** PASSAGE FOR REVIEW **

On 22 December 2010, the European Court of Justice (“ECJ”) issued a judgment in European Commission v. The Republic of Poland (C-385/08) in which it found that Poland was in breach of European Union law. The breach involved generics of the medicine Plavix being introduced to trade and marketed after Poland’s accession to the European Union. These generics were not covered by the transitional period and their marketing authorisations issued prior to 1 May 2004 had not been “harmonised”.
The ECJ dismissed the arguments raised by Poland’s attorneys-in-fact that no breach had occurred as Poland was not obliged to apply Community law prior to EU accession and thus the marketing authorisations should be assessed solely in the light of Polish law. The ECJ noted that the breach involved the marketing authorisations being retained in force after 1 May 2004 and therefore in the period when Poland was in fact bound by Community law.

** DATA TO EXAMINE **
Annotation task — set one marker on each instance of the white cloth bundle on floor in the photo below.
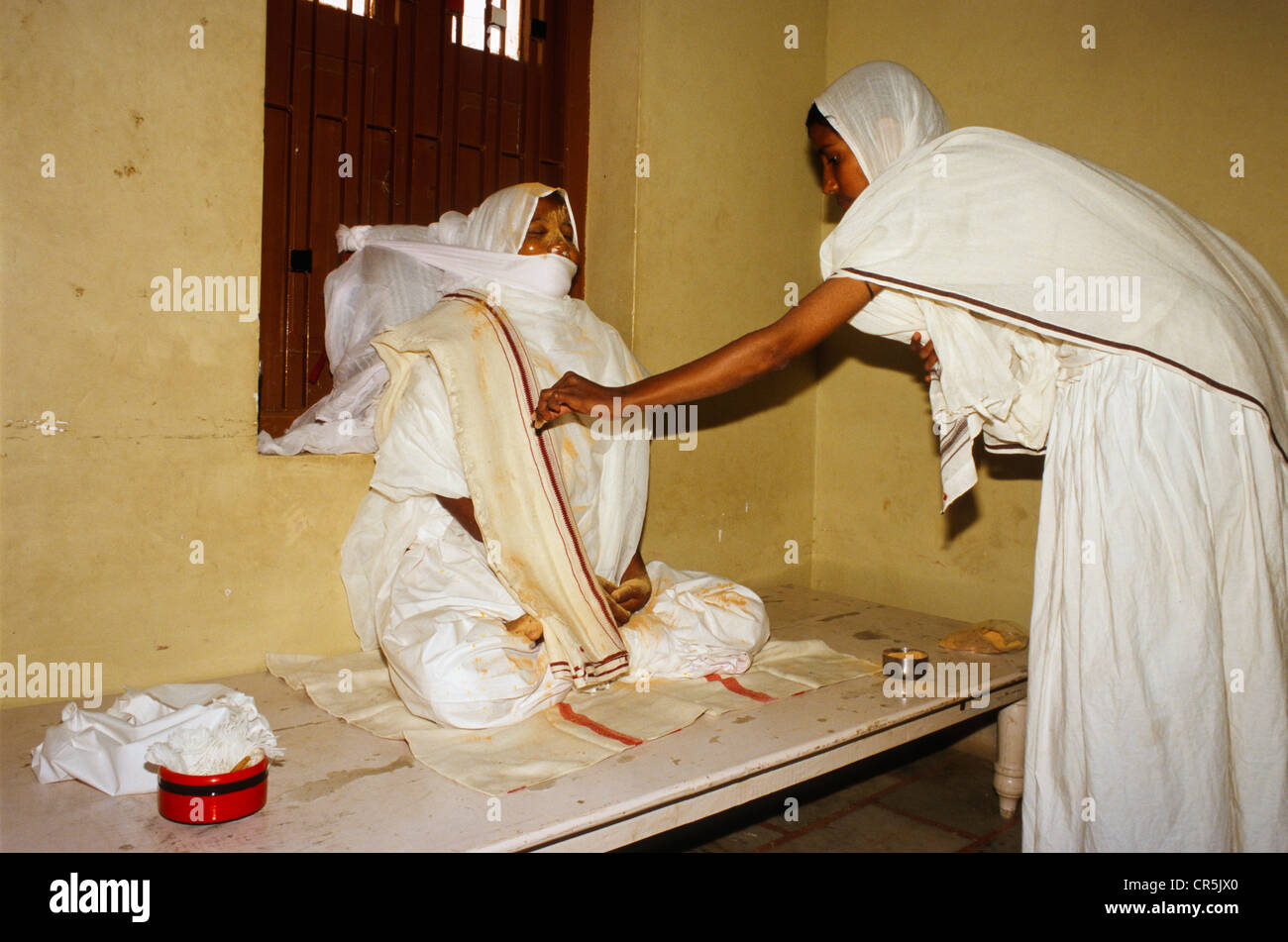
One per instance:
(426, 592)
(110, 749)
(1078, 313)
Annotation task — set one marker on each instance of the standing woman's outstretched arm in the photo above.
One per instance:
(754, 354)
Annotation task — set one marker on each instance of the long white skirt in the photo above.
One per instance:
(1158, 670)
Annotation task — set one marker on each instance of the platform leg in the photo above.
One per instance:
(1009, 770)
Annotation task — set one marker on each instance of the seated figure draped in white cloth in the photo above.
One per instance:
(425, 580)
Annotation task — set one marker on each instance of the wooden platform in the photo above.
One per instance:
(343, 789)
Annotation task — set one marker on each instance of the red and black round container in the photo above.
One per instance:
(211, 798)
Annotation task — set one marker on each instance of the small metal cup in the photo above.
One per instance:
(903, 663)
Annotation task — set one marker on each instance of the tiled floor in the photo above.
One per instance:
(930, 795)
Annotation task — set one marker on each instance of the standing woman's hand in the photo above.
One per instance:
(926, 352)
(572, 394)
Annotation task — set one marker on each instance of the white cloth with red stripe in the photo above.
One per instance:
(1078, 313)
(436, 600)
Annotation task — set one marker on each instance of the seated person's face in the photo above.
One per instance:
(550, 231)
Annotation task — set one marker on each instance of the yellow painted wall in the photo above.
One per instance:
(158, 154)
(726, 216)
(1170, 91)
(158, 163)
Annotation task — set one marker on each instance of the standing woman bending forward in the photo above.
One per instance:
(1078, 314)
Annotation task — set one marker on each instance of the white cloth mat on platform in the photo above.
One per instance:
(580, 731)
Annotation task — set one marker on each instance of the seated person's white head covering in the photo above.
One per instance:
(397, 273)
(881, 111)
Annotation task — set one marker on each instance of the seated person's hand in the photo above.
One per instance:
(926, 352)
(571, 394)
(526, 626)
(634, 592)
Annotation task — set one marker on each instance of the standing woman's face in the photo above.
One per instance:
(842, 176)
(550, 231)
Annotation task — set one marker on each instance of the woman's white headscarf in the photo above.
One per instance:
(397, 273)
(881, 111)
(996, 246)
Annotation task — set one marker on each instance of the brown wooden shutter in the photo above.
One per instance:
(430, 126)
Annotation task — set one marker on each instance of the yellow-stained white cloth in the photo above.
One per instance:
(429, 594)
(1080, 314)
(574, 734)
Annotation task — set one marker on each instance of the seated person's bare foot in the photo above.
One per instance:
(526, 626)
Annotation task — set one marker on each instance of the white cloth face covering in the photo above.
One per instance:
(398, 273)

** ACTIVITY **
Write the next part of the passage on the ECJ judgment against Poland over Plavix generics, starting after its last sentence.

** SOLVED PROBLEM **
The fact that in Polish law the data exclusivity period for Plavix was 3 years and ended prior to 1 May 2004 is of no significance, as the medicine was registered in a central procedure and to 15 July 2008 was covered by the data exclusivity period. This means that between 1 May 2004 and 15 July 2008 Poland was not entitled to issue marketing authorisations for Plavix generics in a simplified procedure or retain in force marketing authorisations issued earlier.
Although there was no transitional period for the medicines covered by the ECJ judgment, the ECJ’s reasoning can also be applied to non-harmonised medicines that as an exception could be marketed until the end of 2008. It seems therefore that if a marketing authorisation was not harmonised by the end of 2008, then under Community law it is illegal for the medicine to continue to be marketed.